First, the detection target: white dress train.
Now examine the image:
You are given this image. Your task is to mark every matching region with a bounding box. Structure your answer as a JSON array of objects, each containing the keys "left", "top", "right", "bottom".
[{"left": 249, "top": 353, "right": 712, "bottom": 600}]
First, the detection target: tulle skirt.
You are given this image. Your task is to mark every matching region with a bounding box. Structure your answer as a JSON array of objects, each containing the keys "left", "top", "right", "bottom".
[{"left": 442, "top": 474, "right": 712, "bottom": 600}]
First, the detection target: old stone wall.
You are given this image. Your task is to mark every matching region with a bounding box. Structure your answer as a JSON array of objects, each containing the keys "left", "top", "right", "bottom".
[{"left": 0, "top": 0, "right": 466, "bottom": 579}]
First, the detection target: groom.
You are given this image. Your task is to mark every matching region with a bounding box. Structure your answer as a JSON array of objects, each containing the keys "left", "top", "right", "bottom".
---
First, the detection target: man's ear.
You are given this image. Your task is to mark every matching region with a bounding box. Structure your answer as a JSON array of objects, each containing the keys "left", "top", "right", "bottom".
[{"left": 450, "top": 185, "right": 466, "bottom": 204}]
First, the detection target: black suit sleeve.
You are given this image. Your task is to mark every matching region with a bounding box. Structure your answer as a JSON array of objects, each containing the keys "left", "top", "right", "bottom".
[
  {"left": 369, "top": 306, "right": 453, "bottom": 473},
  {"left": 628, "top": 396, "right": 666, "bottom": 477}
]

* **Given instruction**
Repeat the data word for word, starting at the line containing "First, the detection target: white" and ending at the line containing "Now examine the", both lines included.

* **Answer**
First, the detection target: white dress train.
Now examine the image:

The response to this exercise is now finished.